• **Exercise aim**: Update the records starting at the line that contains "Find every instance of the packed" and ending at the line that contains "Find every instance of the knit" by changing "blue glove" to "blue mitten" and leaving everything else as it is. Leave out the pictures.

• **Records provided**:
<<<<
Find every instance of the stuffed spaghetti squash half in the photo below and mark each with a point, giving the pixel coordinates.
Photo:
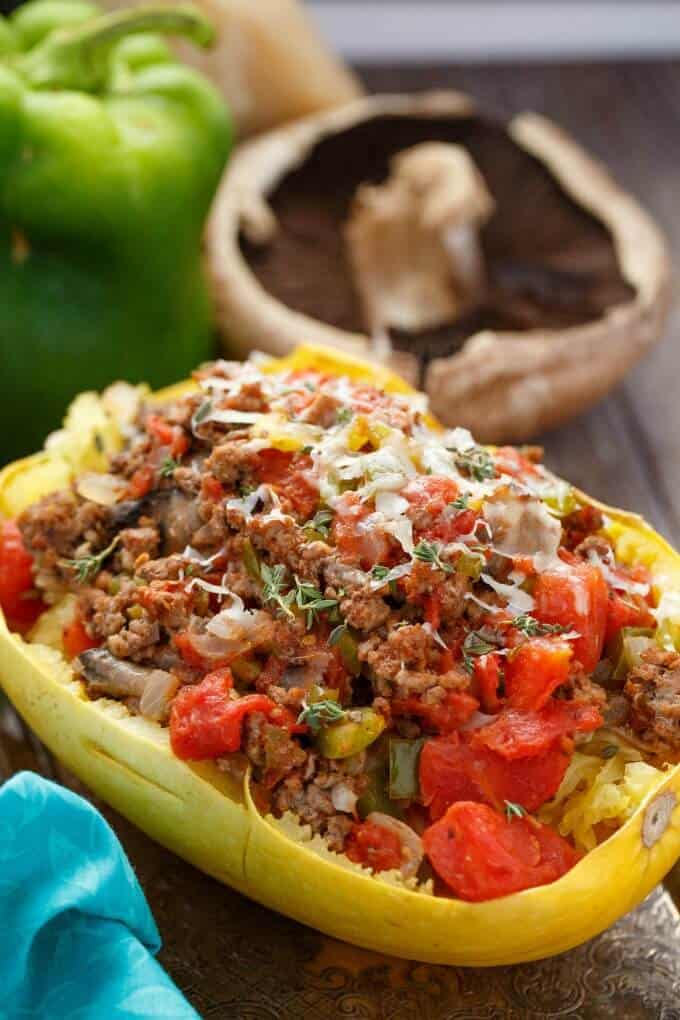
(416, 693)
>>>>
<<<<
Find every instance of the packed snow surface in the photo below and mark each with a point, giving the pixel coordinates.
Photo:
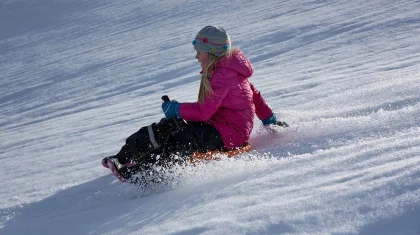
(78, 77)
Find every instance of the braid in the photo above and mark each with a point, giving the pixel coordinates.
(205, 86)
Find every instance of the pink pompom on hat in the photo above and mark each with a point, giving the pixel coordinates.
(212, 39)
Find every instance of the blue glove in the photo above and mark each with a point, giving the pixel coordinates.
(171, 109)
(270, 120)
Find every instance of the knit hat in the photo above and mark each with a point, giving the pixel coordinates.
>>>>
• **Written response**:
Find every instance of the packed snow surface in the photo below and mark each with a point, giving the pixel coordinates.
Photo:
(78, 77)
Find every instance of the braid in the photo above and mark each with a point, giving the pixel coordinates.
(205, 86)
Find every instance of the pink pompom on hat in the photo above and mark each with a point, giving the pixel coordinates.
(212, 39)
Find every instance of the blue mitten in the photo above and mark each with a point, giving the pixel coordinates.
(171, 109)
(270, 120)
Find every instance of the knit hat in the photo above and mark each with a point, giving the pixel coordinates.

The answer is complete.